## LISTA DE TAREFAS
A. Responda com base no texto sobre Vagas Estrelas de Ursa:
(i) Qual era o outro diretor que mais ambicionava fazer a adaptação?
(ii) Em que país o filme existe em DVD?
(iii) Em que cidade fica a mansão onde o filme foi rodado?
B. Como fica em inglês esta frase do texto sobre Vagas Estrelas de Ursa: "A diferença entre os dois é basicamente de tom."?
C. Pode continuar o texto sobre Vagas Estrelas de Ursa a partir do ponto em que ele termina?

## TRECHO CITADO
_ _ _

O outro diretor que mais ambicionava fazer esta adaptação era Joseph Losey, que têm seus pontos de tangência temáticos com Visconti: registro das classes altas, influência marxista, cultura infinita, amor pelo teatro, pela ópera e pela grande literatura. A diferença entre os dois é basicamente de tom. Visconti usou muitas vezes a lente do melodrama e do épico, e mesmo à distância, deixava no ar uma cumplicidade crítica. Losey é mais radical, distanciado, seco. No fim das contas, com essas diferenças à parte, a crueldade é a mesma.
A comparação entre os dois diretores me veio à cabeça porque finalmente consigo assistir Vagas Estrelas de Ursa, um raro filme de Visconti que, por problemas de direitos autorais, só existe em DVD no Japão. Os rips da edição, claro, não tinham legendas em línguas ocidentais, e o filme permanecia acessível na internet apenas a falantes de italiano ou japonês. Mas "driod", membro dos fóruns Cine Clásico, fez as legendas em espanhol e juntou o som original com a imagem de uma cópia dublada em alemão, já que o rip japonês tinha legendas forçadas.
Luchino Visconti e Claudia Cardinale, em clima oposto ao do filme
Mas deixemos esse papo técnico de lado. O que importa é que Vagas Estrelas é o filme mais enigmático e seco de Visconti, filmado em dilacerante p&b nos interiores de uma mansão em Volterra. A cidade está sendo destruída pela erosão, o que condena os habitantes à expectativa de um fim de mundo latente, próximo.
Os donos da casa abandonada - sobras de uma família desfeita - são os irmãos Sandra e Gianni, reunidos para uma homenagem ao pai, judeu morto durante a Segunda Guerra num campo de concentração. Sandra credita à mãe a denúncia que levou o pai ao campo. O novo padrasto teria sido amante da mãe, e a delação serviu para abrir o caminho do casal. A felicidade não veio: a mãe enlouqueceu.

_ _ _

## AMOSTRA DE DADOS

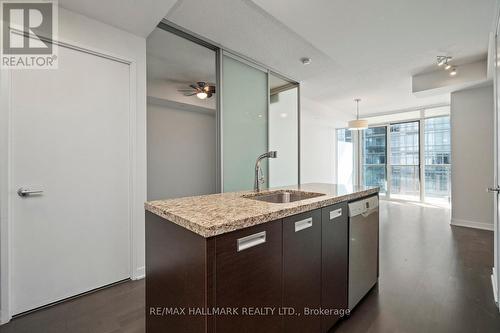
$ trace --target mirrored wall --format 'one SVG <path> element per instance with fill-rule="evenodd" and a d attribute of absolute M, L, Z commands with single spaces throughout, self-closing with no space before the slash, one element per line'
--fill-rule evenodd
<path fill-rule="evenodd" d="M 216 193 L 217 51 L 159 27 L 146 46 L 148 200 Z"/>
<path fill-rule="evenodd" d="M 263 187 L 299 183 L 299 85 L 225 52 L 222 57 L 222 189 L 251 190 L 259 155 Z"/>
<path fill-rule="evenodd" d="M 299 85 L 163 21 L 147 38 L 148 200 L 299 184 Z"/>

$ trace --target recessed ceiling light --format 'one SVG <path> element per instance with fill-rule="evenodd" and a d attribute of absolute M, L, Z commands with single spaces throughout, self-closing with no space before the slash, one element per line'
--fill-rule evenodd
<path fill-rule="evenodd" d="M 311 63 L 311 58 L 300 58 L 300 61 L 302 62 L 303 65 L 309 65 Z"/>

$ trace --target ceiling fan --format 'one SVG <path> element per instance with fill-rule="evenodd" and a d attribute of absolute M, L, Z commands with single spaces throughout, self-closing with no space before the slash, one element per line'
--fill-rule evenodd
<path fill-rule="evenodd" d="M 178 91 L 183 93 L 184 96 L 194 96 L 199 99 L 205 99 L 212 97 L 215 94 L 215 84 L 208 82 L 196 82 L 190 84 L 191 89 L 179 89 Z"/>

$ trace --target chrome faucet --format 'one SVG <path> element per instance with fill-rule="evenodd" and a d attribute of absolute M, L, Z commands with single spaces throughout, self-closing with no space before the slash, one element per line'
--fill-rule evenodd
<path fill-rule="evenodd" d="M 260 192 L 260 186 L 264 184 L 264 175 L 262 174 L 262 169 L 260 167 L 260 161 L 264 158 L 276 158 L 278 157 L 277 151 L 269 151 L 257 157 L 257 161 L 255 162 L 255 178 L 253 190 L 255 192 Z"/>

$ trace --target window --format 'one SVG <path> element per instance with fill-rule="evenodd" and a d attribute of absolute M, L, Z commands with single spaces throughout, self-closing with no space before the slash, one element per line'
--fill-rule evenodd
<path fill-rule="evenodd" d="M 420 199 L 419 122 L 391 124 L 391 187 L 394 199 Z"/>
<path fill-rule="evenodd" d="M 449 204 L 451 193 L 450 117 L 425 119 L 425 201 Z"/>
<path fill-rule="evenodd" d="M 354 138 L 345 128 L 337 130 L 337 183 L 354 184 Z"/>
<path fill-rule="evenodd" d="M 389 199 L 449 206 L 449 106 L 368 120 L 364 131 L 337 130 L 337 182 L 351 184 L 354 179 L 380 187 Z"/>
<path fill-rule="evenodd" d="M 363 184 L 378 186 L 384 194 L 387 191 L 387 128 L 368 128 L 361 137 Z"/>

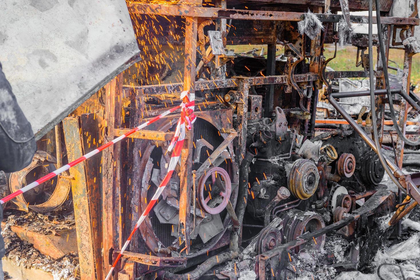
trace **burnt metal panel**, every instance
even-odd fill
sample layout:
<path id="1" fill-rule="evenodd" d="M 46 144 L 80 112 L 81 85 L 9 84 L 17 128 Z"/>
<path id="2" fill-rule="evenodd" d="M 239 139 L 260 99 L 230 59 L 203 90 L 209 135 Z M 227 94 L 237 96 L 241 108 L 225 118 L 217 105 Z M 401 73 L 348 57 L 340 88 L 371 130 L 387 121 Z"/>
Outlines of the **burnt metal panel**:
<path id="1" fill-rule="evenodd" d="M 389 12 L 393 2 L 394 0 L 379 0 L 381 11 Z M 373 10 L 376 10 L 376 5 L 374 1 L 372 5 Z M 369 0 L 351 0 L 349 1 L 349 8 L 351 11 L 368 10 L 369 9 Z M 331 9 L 341 10 L 340 0 L 331 0 Z"/>
<path id="2" fill-rule="evenodd" d="M 83 155 L 80 132 L 79 117 L 68 117 L 63 121 L 67 156 L 72 161 Z M 74 176 L 71 191 L 76 222 L 76 235 L 80 265 L 83 279 L 95 279 L 95 258 L 92 240 L 93 231 L 91 222 L 89 195 L 85 171 L 85 163 L 81 162 L 70 168 Z"/>

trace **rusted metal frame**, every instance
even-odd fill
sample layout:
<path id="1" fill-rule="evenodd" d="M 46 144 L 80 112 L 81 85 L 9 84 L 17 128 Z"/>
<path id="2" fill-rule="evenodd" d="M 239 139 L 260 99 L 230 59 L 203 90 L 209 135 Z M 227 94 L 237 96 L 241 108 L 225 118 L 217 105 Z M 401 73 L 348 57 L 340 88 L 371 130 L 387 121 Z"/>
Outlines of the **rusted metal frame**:
<path id="1" fill-rule="evenodd" d="M 287 257 L 285 254 L 288 250 L 302 245 L 306 242 L 311 242 L 313 238 L 316 238 L 332 231 L 339 229 L 362 216 L 368 216 L 375 213 L 381 205 L 391 195 L 391 191 L 382 189 L 376 192 L 368 200 L 365 204 L 351 214 L 346 214 L 344 218 L 321 229 L 313 232 L 307 233 L 298 236 L 296 240 L 291 241 L 275 248 L 264 254 L 255 257 L 255 272 L 259 279 L 265 279 L 265 266 L 267 260 L 278 256 L 280 259 Z"/>
<path id="2" fill-rule="evenodd" d="M 80 134 L 80 118 L 68 117 L 63 121 L 66 145 L 69 161 L 72 161 L 84 154 Z M 89 203 L 89 192 L 85 172 L 85 163 L 81 162 L 70 168 L 70 174 L 74 176 L 71 184 L 74 218 L 80 275 L 83 279 L 95 277 L 95 254 L 93 248 L 93 230 Z"/>
<path id="3" fill-rule="evenodd" d="M 329 71 L 325 72 L 325 77 L 328 79 L 340 78 L 367 78 L 369 73 L 362 71 Z"/>
<path id="4" fill-rule="evenodd" d="M 196 57 L 197 50 L 198 18 L 185 18 L 185 56 L 184 65 L 184 90 L 192 94 L 195 91 Z M 182 163 L 180 169 L 179 226 L 183 229 L 187 253 L 190 245 L 190 208 L 191 190 L 192 187 L 192 148 L 194 126 L 185 133 L 184 148 L 181 151 Z M 191 153 L 190 152 L 191 152 Z"/>
<path id="5" fill-rule="evenodd" d="M 129 11 L 132 14 L 159 15 L 161 16 L 181 16 L 208 18 L 227 18 L 255 21 L 300 21 L 304 13 L 279 12 L 276 11 L 258 11 L 247 10 L 220 9 L 202 7 L 195 7 L 184 5 L 149 4 L 139 3 L 127 3 Z M 315 13 L 321 21 L 338 22 L 341 15 Z M 373 20 L 376 20 L 373 17 Z M 368 17 L 351 16 L 350 20 L 354 22 L 362 22 Z M 410 18 L 381 17 L 383 24 L 418 25 L 419 19 Z"/>
<path id="6" fill-rule="evenodd" d="M 407 37 L 410 37 L 414 33 L 414 28 L 407 29 Z M 411 65 L 412 57 L 407 50 L 404 50 L 404 65 L 402 70 L 402 90 L 408 93 L 410 89 L 410 78 L 411 75 Z M 404 135 L 405 135 L 406 122 L 407 121 L 407 114 L 408 111 L 408 102 L 401 99 L 401 104 L 399 106 L 399 117 L 398 119 L 398 126 L 401 129 Z M 404 142 L 399 139 L 396 142 L 397 163 L 398 166 L 401 168 L 402 166 L 403 156 L 404 154 Z"/>
<path id="7" fill-rule="evenodd" d="M 54 130 L 55 132 L 55 158 L 57 159 L 57 166 L 60 168 L 63 166 L 63 155 L 61 153 L 61 123 L 55 125 Z"/>
<path id="8" fill-rule="evenodd" d="M 357 72 L 358 71 L 354 71 Z M 328 72 L 327 72 L 328 73 Z M 346 76 L 346 77 L 349 77 Z M 355 76 L 355 77 L 362 77 Z M 318 75 L 313 73 L 296 74 L 294 79 L 297 82 L 316 80 L 319 78 Z M 215 89 L 226 88 L 234 88 L 238 86 L 240 79 L 249 80 L 250 85 L 266 85 L 268 84 L 286 83 L 289 79 L 288 75 L 266 76 L 265 77 L 240 77 L 226 80 L 215 80 L 208 81 L 196 81 L 194 88 L 195 91 L 204 91 L 207 89 Z M 132 87 L 124 86 L 124 91 L 129 91 Z M 146 94 L 162 94 L 163 93 L 179 96 L 179 92 L 184 88 L 182 83 L 162 85 L 152 85 L 134 87 L 134 91 Z M 167 110 L 167 109 L 166 109 Z"/>
<path id="9" fill-rule="evenodd" d="M 215 6 L 216 8 L 222 9 L 226 8 L 226 0 L 216 0 Z M 216 20 L 215 30 L 219 31 L 222 34 L 222 40 L 223 41 L 223 45 L 224 47 L 226 47 L 226 38 L 227 36 L 227 29 L 226 26 L 226 18 L 218 18 Z M 226 64 L 223 63 L 220 65 L 220 63 L 218 61 L 219 58 L 218 56 L 215 56 L 214 57 L 214 61 L 215 65 L 218 65 L 216 67 L 215 69 L 212 67 L 212 72 L 210 77 L 216 78 L 217 79 L 225 80 L 226 79 Z"/>
<path id="10" fill-rule="evenodd" d="M 386 60 L 386 65 L 383 65 L 382 58 L 381 57 L 381 51 L 380 48 L 377 48 L 377 58 L 376 62 L 376 71 L 375 71 L 376 74 L 380 74 L 380 76 L 377 77 L 375 79 L 376 85 L 375 88 L 376 89 L 383 89 L 386 88 L 385 85 L 385 77 L 383 75 L 383 67 L 388 67 L 388 56 L 389 53 L 389 40 L 390 35 L 391 35 L 390 26 L 386 25 L 383 26 L 382 37 L 384 38 L 384 44 L 385 44 L 385 52 Z M 383 102 L 383 96 L 378 96 L 375 98 L 375 107 L 376 109 L 377 117 L 379 121 L 377 121 L 377 123 L 379 124 L 379 127 L 378 132 L 379 143 L 382 143 L 382 138 L 383 137 L 383 121 L 385 120 L 385 104 Z"/>
<path id="11" fill-rule="evenodd" d="M 247 148 L 247 127 L 248 124 L 248 96 L 249 89 L 249 80 L 240 80 L 238 82 L 238 91 L 242 95 L 242 100 L 246 102 L 238 103 L 236 106 L 236 127 L 238 140 L 235 151 L 235 160 L 238 166 L 241 166 L 245 157 Z"/>
<path id="12" fill-rule="evenodd" d="M 227 148 L 228 146 L 229 145 L 238 135 L 238 134 L 236 132 L 231 132 L 228 135 L 227 137 L 225 138 L 223 142 L 213 151 L 213 152 L 210 155 L 210 156 L 207 158 L 207 160 L 203 163 L 201 166 L 195 171 L 197 178 L 200 178 L 201 175 L 204 173 L 205 170 L 211 166 L 213 164 L 213 163 L 214 162 L 216 159 L 219 157 L 222 152 Z"/>
<path id="13" fill-rule="evenodd" d="M 80 116 L 80 126 L 81 128 L 82 144 L 83 154 L 95 150 L 103 141 L 98 129 L 102 118 L 98 118 L 95 113 L 84 114 Z M 102 255 L 102 221 L 101 217 L 101 194 L 100 192 L 99 166 L 100 158 L 92 157 L 85 161 L 86 179 L 87 183 L 89 206 L 93 233 L 93 249 L 96 262 L 96 277 L 101 279 L 102 277 L 103 264 Z"/>
<path id="14" fill-rule="evenodd" d="M 152 266 L 175 267 L 185 267 L 186 264 L 186 258 L 156 257 L 131 252 L 124 252 L 122 257 L 135 262 Z"/>
<path id="15" fill-rule="evenodd" d="M 114 130 L 122 123 L 123 74 L 119 74 L 105 86 L 105 132 L 104 143 L 112 140 Z M 124 220 L 121 210 L 121 142 L 113 145 L 102 152 L 102 229 L 104 273 L 111 268 L 114 251 L 122 247 L 125 239 L 121 223 Z M 115 271 L 119 270 L 117 264 Z M 117 274 L 114 275 L 114 279 Z"/>
<path id="16" fill-rule="evenodd" d="M 277 34 L 276 34 L 277 37 Z M 274 75 L 276 74 L 276 44 L 267 45 L 267 70 L 266 76 Z M 271 117 L 273 109 L 274 98 L 274 85 L 269 84 L 265 86 L 265 96 L 264 99 L 264 115 L 266 118 Z"/>
<path id="17" fill-rule="evenodd" d="M 130 130 L 129 129 L 117 129 L 116 134 L 117 136 L 119 136 Z M 174 132 L 163 132 L 155 130 L 139 130 L 130 135 L 130 138 L 155 140 L 156 141 L 167 141 L 172 140 L 175 134 Z"/>

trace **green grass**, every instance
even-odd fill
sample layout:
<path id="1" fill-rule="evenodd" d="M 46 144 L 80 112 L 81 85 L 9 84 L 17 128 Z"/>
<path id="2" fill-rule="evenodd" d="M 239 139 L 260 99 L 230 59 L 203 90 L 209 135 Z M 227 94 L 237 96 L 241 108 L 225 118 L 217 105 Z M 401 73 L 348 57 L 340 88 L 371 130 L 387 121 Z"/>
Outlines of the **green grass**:
<path id="1" fill-rule="evenodd" d="M 228 49 L 234 49 L 236 53 L 245 52 L 254 48 L 261 47 L 262 46 L 264 47 L 265 51 L 267 51 L 267 45 L 242 45 L 240 46 L 228 46 Z M 281 47 L 280 45 L 278 47 Z M 325 46 L 325 51 L 324 55 L 326 59 L 333 57 L 334 55 L 334 45 L 328 44 Z M 328 66 L 333 69 L 336 71 L 352 71 L 355 70 L 362 70 L 362 66 L 356 67 L 356 57 L 357 54 L 357 48 L 352 46 L 349 46 L 345 48 L 341 49 L 340 47 L 337 47 L 337 55 L 336 58 L 330 61 Z M 283 47 L 278 50 L 277 54 L 280 54 L 284 52 Z M 259 52 L 257 52 L 259 54 Z M 368 53 L 367 51 L 365 53 Z M 266 57 L 266 55 L 265 56 Z M 376 61 L 377 54 L 375 48 L 374 48 L 373 60 Z M 394 61 L 398 65 L 398 67 L 402 69 L 404 64 L 404 52 L 402 50 L 391 49 L 389 50 L 389 60 Z M 395 67 L 395 64 L 389 63 L 389 66 Z M 390 73 L 395 73 L 393 70 L 389 70 Z M 420 87 L 420 54 L 415 55 L 412 58 L 412 64 L 411 67 L 411 83 L 416 86 L 417 88 Z"/>

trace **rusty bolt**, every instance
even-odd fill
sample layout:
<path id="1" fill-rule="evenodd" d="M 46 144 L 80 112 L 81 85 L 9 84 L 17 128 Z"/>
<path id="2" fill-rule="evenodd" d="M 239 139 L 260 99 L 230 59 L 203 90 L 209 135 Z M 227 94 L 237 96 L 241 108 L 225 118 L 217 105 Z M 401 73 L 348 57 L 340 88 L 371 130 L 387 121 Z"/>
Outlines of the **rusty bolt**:
<path id="1" fill-rule="evenodd" d="M 350 207 L 350 202 L 348 200 L 344 200 L 344 202 L 343 203 L 344 205 L 344 207 L 346 208 L 347 207 Z"/>

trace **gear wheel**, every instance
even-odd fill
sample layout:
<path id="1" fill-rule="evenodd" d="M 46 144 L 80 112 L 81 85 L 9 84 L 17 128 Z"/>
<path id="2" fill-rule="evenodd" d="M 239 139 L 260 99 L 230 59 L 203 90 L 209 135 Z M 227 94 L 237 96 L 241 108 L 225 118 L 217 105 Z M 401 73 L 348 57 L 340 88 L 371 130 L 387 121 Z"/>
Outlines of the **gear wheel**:
<path id="1" fill-rule="evenodd" d="M 332 188 L 330 190 L 330 196 L 328 197 L 328 211 L 330 211 L 331 214 L 334 213 L 334 210 L 338 206 L 343 207 L 343 205 L 338 205 L 337 204 L 337 199 L 341 194 L 348 194 L 349 192 L 345 187 L 343 187 L 336 183 L 334 183 Z M 346 206 L 345 208 L 348 208 L 349 210 L 350 206 Z"/>

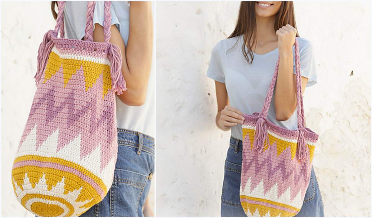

_ _ _

## RESPOSTAS POR TAREFA
A.
(i) Joseph Losey.
(ii) No Japão.
(iii) Em Volterra.

B. The difference between the two is basically one of tone.

C.
Visconti mostra flashes dessa tragédia, e dos novos desdobramentos que o reencontro pode provocar. Além do casamento bastardo, a família foi abalada por uma história, que pode ou não ser verdadeira, de que Sandra e Gianni cometiam incesto.
Longe da habitual suntuosidade, Visconti vai revelando as arestas dessa relações doloridas pouco a pouco, por meio de diálogos que não se concluem e veneno de filigrana. O contraste da fotografia é opressor, sem cinzas, o que tira qualquer chance de se encontrar felicidade nas imagens do filme. A música, sempre presente e impactante, mas bem dosada, aparece menos do que o usual nos filmes de Visconti.
Enfim, o diretor faz um longa claramente deslocado do que costuma fazer, mais agressivo e minimalista, sem perder suas preocupações autorais habituais. Aproxima-se de vez do Losey. O resultado é impressionante, e merece mais de uma sessão. Já vi duas vezes.
3 comentários:
gente do céu. to passada. ratatouille "fala às claras sobre o nascimento e o ímpeto do artista, o processo de criação, e o dever e papel da crítica, estarrecendo quem vai em busca de diversão leve".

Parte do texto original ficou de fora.